──────── EXTRACT TO READ

2.4.4 Prerequisites to Empowerment
Most of these researchers and many others argue, that empowerment need to be supported and nurtured by some prerequisites like incentives, skill and knowledge, communication and flow of information, within an organization climate conducive to employee empowerment , in order to attain employee effective performance and job satisfaction( Biter et.al, 1990, Randolph,1995).
188.8.131.52 Information, knowledge, Skills & Resources
According to Huges et al (1999), empowerment basically means delegating decision making authority, down the hierarchical levels in the organization, and thus giving the employees the resources, knowledge, and skills necessary to use that authority effectively. He also said that the employees will not feel empowered, unless they are made prepared for it, or else it will only pave them to de-motivate, thus increasing stress, frustration and dissatisfaction. Similarly, Forrester (2000) expressed his views, that if the employees are to be motivated by way of empowering, they need to develop skills and knowledge, that will be used to make empowered decisions. Further more Legal (2000) goes on to say that, encouraging creativity for decision making and providing necessary information are some of the strategies which significantly increase motivation from empowerment (Legal, 2000 – Web 8).
Thomas and Tymon (1994), in their study found out that, the employees who are been given autonomy or the choice to make their own decisions, with regard to their own work are well motivated to perform better. Where as Kennish (1994), too pointed out that it is thus important to give autonomy and flexibility as much as possible when it comes to performing their work, for future success.
Creative ideas from the employees thus have to be welcomed in order to empower employees. Sandbulte(1992), believes that it is vital to create an environment that will help to gain creative ideas from the employees( Web 12). Similarly, Legal ( 2001) tends to believe that, a business that encourages their employees to be more resourceful, exercise creative decisions, and making and taking appropriate risks, are more likely to achieve future success( Web 8).
2.4.5 Managers Role
McIntire(2002), goes on to say that empowering employees are not done very much in practice. This is mainly because the managers reluctant to give away authority to subordinates, where as they too struggle, with the knowledge, that they need to give the
employees. The main reason behind is that, they do fear that their role to the organization will no longer be needed, once the employees are empowered. They fail to realize that empowerment is not absolute power. The extent to which the empowerment is given to an employee mainly depends on the trust, respect and confidence that the managers have on the employees( McIntire, 2002 -Web 10).
Kennish(1994) tends to believe that, if the employees are to feel like they are empowered, the managers need to communicate the purpose of the organization to the employees and should also set high standards for employees. At the same time be supportive on their efforts, when goals cannot be reached. Dewettinck (2005), in his article ‘How to optimize your employees performance’ says that, empowerment is a strong strategy that motivates employees to increase performance as mentioned in the literature, but in practice it is not quite so. According to him, he believed that just delegating the authority and power to employees and hoping that the performance will improve, is thus not the ideal strategy. The managers also have an important role to play. The role of the managers are vital, and the employees expect and need guidance from the managers where necessary( Dewettinck, 2005 – Web 4).
Commenting on motivation, Macoby (1999) said that, for the empowerment strategy to be successful, the managers need to allow the employees to share ideas and information, innovate , resolve customers problems on the spot, and make them participate in discussions.

────────────────
──────── RECORDS PROVIDED

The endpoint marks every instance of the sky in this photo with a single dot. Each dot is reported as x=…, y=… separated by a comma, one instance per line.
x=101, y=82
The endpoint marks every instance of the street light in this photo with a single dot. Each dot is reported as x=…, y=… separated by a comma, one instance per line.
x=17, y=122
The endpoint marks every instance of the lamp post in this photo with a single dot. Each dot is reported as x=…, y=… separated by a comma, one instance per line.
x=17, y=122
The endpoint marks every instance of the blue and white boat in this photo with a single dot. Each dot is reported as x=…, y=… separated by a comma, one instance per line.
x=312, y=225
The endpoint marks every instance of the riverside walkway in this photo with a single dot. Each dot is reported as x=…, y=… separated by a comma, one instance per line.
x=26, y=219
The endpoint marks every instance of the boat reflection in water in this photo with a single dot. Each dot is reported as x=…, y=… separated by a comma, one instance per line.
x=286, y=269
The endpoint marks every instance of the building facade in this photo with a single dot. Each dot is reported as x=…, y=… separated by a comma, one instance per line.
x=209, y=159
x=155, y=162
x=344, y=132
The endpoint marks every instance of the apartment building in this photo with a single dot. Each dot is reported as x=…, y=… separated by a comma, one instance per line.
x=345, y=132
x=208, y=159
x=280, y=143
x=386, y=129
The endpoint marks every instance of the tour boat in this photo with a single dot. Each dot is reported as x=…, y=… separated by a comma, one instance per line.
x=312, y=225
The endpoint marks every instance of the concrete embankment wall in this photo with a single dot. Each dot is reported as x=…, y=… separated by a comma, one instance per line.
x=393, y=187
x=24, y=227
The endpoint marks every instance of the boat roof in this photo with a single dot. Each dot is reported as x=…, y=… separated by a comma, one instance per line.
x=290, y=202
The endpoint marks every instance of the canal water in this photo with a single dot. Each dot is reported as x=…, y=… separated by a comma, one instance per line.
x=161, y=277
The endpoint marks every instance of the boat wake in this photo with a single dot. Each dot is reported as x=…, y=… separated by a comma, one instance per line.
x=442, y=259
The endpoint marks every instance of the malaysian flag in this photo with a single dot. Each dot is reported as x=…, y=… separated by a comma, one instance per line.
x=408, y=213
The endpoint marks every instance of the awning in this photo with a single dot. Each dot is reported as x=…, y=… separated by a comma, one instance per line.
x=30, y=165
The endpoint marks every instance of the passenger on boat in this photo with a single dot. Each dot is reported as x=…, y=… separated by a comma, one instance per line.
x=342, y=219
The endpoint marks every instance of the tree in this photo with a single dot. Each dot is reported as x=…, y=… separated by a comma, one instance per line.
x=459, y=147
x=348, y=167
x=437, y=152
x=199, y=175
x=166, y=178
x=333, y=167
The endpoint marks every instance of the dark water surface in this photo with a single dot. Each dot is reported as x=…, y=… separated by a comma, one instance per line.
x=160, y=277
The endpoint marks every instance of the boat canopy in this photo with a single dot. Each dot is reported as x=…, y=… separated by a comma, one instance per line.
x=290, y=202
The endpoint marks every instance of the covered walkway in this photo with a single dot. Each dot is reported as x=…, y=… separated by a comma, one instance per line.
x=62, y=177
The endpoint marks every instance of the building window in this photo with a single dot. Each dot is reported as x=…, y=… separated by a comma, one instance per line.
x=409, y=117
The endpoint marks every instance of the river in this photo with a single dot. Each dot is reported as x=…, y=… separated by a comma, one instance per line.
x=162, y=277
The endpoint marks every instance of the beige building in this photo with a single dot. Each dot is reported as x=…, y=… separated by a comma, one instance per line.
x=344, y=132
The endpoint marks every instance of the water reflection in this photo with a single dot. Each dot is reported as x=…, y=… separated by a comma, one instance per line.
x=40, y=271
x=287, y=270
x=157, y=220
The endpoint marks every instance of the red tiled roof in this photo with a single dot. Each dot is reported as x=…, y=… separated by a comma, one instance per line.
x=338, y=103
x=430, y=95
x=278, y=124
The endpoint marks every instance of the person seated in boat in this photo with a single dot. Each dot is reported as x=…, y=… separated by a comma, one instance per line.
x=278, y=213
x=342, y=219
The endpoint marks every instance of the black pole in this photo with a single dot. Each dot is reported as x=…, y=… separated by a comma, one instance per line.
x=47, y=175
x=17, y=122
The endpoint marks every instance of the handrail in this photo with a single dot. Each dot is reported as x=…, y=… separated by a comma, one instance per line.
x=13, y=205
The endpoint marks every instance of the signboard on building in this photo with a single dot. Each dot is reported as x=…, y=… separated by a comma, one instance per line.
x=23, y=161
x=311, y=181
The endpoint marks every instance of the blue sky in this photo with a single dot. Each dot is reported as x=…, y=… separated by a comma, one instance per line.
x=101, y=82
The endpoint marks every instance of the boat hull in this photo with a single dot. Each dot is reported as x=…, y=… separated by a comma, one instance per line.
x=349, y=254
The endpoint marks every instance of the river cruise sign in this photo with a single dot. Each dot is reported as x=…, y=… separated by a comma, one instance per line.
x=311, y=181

────────────────

### WRITTEN INSTRUCTION 1
Reproduce the part of the passage on employee empowerment that begins at the words "2.4.5 Managers Role" and stops after the words "2002 -Web 10).".
### WRITTEN INSTRUCTION 2
Rewrite the records starting at the line that has "The endpoint marks every instance of the river cruise" and continuing through the end of the records, replacing "single dot" with "single marker" and changing nothing else.

### TASK OUTPUT 1
2.4.5 Managers Role
McIntire(2002), goes on to say that empowering employees are not done very much in practice. This is mainly because the managers reluctant to give away authority to subordinates, where as they too struggle, with the knowledge, that they need to give the
employees. The main reason behind is that, they do fear that their role to the organization will no longer be needed, once the employees are empowered. They fail to realize that empowerment is not absolute power. The extent to which the empowerment is given to an employee mainly depends on the trust, respect and confidence that the managers have on the employees( McIntire, 2002 -Web 10).

### TASK OUTPUT 2
The endpoint marks every instance of the river cruise sign in this photo with a single marker. Each dot is reported as x=…, y=… separated by a comma, one instance per line.
x=311, y=181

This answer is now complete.